What the task asks:
Decide whether each statement agrees with the following tutorial on Azure Monitor alerts with Terraform, giving yes or no and quoting the deciding words of the tutorial: (a) Action groups let you define a set of actions triggered when an alert fires. (b) Terraform requires you to declare every resource dependency by hand. (c) The service principal command assigns the Reader role.

Alerts and Observability in Azure Monitor with Terraform
Introduction
In today's cloud-centric environment, monitoring and observability are critical for maintaining the health and performance of applications and infrastructure. Azure Monitor provides a unified platform for monitoring your applications and services, enabling you to collect, analyze, and act on telemetry data from your Azure environment. A key component of Azure Monitor is action groups, which allow you to define a set of actions that are triggered when an alert is fired. This tutorial will guide you through setting up alerts and observability in Azure Monitor using Terraform, focusing on the azurerm_monitor_action_group, alert rules, and Log Analytics.
The importance of Infrastructure as Code (IaC) cannot be understated. It allows developers and DevOps teams to automate the provisioning and management of infrastructure, reducing manual errors and increasing consistency. With Terraform, you can express your Azure infrastructure as code, making it easily reproducible and manageable.
Use Cases
- Proactive Monitoring: Automatically monitor application performance and resource utilization.
- Incident Response: Quickly notify team members of issues and trigger automated remediation actions.
- Centralized Logging: Save logs for analysis and compliance using Log Analytics.
Prerequisites
Before you start, ensure you have the following:
- Terraform CLI: Installed on your local machine. You can download it from Terraform's website.
- Azure Subscription: Create a free account if you don't have one at Azure Free Trial.
- Azure CLI: Installed for managing Azure resources from the command line. Installation instructions can be found here.
- Service Principal: Set up a service principal to authenticate Terraform with Azure. You can create one using the following command:
az ad sp create-for-rbac --role="Contributor" --scopes="/subscriptions/{your_subscription_id}"
Fundamental Concepts
Key Terminology
- Action Group: A collection of notification preferences and automated actions that can be triggered by alerts.
- Alert Rule: Defines the conditions under which an alert is fired, such as metric thresholds or log query results.
- Log Analytics: A service that allows you to query and analyze log and performance data across Azure resources.
Resource Dependencies
Terraform manages dependencies automatically, but it's important to understand that resources like action groups may need to be created before they can be referenced in alert rules.
State Management
Terraform maintains a state file that tracks the resources it manages. This file is crucial for understanding resource changes and ensuring that infrastructure is consistent with the code.

Information shown:
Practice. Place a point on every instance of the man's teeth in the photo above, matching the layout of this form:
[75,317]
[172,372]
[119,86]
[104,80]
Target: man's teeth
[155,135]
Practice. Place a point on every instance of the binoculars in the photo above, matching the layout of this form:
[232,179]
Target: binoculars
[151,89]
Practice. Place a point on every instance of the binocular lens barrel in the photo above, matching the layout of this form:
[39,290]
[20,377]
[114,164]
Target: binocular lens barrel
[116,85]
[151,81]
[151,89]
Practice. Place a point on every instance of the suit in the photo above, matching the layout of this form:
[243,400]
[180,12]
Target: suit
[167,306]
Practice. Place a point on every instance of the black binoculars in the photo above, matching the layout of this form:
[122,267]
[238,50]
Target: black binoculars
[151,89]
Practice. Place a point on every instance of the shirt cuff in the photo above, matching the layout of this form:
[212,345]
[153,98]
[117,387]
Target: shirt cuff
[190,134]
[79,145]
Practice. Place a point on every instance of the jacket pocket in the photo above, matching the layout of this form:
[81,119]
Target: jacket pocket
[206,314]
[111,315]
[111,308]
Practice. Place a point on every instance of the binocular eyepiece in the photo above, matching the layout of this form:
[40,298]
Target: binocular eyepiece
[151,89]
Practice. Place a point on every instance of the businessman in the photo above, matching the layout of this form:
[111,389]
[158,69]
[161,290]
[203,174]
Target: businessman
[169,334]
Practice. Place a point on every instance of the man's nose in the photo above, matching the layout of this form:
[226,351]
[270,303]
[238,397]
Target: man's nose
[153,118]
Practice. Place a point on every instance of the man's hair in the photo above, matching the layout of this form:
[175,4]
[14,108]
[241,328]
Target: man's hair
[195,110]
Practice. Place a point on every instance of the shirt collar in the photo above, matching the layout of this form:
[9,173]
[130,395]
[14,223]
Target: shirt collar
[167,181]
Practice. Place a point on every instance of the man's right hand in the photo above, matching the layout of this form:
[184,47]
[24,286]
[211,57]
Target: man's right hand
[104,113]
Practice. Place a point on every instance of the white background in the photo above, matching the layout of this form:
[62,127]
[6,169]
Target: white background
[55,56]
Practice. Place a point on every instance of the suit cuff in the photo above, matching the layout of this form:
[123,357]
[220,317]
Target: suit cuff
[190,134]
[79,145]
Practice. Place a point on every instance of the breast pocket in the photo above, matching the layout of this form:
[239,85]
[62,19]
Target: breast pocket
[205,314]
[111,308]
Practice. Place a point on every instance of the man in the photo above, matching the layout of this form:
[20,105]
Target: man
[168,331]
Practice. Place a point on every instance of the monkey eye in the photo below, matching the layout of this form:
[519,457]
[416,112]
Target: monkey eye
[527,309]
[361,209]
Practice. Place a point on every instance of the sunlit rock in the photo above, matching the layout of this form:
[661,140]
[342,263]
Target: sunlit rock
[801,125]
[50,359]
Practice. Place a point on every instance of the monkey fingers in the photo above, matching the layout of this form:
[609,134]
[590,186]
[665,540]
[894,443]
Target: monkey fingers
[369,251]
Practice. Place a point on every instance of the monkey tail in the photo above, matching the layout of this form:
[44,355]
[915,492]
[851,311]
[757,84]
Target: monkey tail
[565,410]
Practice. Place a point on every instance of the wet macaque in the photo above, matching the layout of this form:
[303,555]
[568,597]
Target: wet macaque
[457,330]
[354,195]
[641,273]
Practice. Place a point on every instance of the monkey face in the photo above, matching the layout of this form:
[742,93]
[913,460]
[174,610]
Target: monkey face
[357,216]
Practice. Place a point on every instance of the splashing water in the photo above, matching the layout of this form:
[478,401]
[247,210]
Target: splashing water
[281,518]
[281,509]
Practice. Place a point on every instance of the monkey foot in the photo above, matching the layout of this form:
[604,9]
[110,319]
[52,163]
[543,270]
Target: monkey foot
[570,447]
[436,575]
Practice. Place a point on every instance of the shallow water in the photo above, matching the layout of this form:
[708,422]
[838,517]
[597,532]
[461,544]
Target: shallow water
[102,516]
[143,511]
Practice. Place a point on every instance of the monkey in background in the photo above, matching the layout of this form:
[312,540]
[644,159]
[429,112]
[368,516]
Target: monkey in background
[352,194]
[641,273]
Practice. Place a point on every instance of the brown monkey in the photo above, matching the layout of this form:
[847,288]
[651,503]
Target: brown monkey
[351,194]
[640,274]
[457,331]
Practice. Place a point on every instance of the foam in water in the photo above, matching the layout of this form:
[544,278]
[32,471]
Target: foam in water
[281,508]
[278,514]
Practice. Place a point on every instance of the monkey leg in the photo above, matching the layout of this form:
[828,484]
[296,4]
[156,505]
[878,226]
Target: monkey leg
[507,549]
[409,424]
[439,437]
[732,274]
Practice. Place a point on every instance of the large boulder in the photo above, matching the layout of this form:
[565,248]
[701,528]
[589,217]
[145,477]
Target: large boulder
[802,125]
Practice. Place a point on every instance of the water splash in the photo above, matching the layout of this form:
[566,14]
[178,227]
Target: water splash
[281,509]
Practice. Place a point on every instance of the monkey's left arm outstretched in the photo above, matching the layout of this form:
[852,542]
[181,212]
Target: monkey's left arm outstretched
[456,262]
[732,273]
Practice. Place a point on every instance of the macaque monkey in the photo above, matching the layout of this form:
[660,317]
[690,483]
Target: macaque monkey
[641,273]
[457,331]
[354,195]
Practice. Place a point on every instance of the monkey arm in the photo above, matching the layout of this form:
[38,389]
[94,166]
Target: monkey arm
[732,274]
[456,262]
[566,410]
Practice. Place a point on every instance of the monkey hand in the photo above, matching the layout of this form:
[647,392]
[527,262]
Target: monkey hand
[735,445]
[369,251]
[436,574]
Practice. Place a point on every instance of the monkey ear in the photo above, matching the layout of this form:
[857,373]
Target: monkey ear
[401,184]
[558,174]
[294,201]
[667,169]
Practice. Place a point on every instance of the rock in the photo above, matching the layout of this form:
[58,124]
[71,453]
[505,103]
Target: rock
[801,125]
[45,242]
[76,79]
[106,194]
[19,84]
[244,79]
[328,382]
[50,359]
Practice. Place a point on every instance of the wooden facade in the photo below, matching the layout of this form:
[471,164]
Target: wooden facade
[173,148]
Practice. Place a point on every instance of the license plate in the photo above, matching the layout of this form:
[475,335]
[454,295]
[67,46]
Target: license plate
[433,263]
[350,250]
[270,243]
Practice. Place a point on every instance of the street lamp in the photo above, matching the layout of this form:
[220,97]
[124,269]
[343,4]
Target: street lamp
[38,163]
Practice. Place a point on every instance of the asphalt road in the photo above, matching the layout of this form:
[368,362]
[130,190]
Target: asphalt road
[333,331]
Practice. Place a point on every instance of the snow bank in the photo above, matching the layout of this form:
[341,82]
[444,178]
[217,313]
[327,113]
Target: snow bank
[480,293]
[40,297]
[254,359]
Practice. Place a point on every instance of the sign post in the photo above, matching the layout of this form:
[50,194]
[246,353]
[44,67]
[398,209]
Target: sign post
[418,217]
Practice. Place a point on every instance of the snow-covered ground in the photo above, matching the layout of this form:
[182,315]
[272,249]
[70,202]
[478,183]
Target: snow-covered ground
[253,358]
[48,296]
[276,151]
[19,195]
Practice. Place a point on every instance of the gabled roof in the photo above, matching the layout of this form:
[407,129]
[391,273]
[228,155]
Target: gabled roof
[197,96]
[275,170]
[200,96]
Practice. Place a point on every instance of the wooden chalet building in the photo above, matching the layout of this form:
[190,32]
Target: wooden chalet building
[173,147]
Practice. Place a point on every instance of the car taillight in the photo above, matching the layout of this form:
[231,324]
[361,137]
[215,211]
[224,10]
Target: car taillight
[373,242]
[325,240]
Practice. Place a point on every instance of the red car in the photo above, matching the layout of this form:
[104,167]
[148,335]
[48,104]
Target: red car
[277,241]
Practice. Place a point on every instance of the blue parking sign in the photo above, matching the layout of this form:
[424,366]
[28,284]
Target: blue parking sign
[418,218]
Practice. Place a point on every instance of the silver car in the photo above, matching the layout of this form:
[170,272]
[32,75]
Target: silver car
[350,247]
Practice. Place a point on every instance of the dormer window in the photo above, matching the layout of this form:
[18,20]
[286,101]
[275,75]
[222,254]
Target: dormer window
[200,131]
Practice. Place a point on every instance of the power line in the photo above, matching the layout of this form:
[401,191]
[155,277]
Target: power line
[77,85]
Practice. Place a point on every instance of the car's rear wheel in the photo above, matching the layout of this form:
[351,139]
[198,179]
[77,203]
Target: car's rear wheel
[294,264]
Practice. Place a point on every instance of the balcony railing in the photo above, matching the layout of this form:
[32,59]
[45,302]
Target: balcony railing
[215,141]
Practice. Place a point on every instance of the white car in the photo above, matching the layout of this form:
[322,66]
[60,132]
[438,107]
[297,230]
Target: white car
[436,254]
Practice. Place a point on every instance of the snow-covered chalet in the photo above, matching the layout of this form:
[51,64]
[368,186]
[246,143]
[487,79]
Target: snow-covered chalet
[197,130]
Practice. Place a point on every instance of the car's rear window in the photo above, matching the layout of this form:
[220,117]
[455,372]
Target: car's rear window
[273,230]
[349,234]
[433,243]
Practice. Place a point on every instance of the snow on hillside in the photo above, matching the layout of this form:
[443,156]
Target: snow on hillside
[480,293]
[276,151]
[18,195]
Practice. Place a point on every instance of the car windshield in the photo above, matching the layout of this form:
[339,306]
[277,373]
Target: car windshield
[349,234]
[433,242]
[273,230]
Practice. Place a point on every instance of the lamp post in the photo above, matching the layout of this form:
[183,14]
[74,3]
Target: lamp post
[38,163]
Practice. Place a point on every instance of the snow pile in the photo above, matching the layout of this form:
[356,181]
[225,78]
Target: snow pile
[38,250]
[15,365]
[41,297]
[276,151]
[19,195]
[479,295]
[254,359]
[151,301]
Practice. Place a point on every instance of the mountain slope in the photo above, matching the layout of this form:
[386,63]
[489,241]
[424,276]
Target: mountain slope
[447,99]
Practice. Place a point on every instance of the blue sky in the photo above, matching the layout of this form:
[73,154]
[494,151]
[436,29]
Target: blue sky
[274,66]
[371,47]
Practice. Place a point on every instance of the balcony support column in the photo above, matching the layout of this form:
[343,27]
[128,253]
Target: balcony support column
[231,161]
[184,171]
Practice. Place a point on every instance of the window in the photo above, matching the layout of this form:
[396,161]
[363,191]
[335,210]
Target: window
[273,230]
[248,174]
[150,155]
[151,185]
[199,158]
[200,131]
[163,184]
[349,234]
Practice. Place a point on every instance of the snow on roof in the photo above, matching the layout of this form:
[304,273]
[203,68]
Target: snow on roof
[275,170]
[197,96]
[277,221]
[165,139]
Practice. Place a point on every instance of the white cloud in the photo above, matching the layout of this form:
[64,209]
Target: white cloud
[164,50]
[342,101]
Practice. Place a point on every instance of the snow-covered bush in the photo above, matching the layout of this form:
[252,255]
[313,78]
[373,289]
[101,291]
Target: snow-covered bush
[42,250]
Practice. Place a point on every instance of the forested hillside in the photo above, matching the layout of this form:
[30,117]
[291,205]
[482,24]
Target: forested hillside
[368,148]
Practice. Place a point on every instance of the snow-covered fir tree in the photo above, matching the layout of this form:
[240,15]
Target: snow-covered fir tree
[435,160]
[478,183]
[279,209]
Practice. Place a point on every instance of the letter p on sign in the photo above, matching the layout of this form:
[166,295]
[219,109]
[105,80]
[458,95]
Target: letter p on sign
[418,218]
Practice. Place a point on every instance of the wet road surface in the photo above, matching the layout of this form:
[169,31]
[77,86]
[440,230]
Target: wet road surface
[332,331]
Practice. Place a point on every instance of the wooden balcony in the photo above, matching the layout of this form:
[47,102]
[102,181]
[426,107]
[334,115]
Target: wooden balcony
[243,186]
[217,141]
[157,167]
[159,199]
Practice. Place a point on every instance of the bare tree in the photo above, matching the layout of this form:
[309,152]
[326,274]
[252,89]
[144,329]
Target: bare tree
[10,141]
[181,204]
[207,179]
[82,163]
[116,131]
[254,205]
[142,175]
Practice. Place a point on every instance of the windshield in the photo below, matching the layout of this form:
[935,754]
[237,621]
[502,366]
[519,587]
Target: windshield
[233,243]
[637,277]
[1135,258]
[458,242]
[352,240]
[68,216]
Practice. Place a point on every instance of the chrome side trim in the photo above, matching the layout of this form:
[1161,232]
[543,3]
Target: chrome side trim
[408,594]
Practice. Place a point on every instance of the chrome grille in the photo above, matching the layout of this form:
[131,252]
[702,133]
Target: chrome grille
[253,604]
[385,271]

Final result:
(a) Yes: "action groups, which allow you to define a set of actions that are triggered when an alert is fired"
(b) No: "Terraform manages dependencies automatically"
(c) No: --role="Contributor"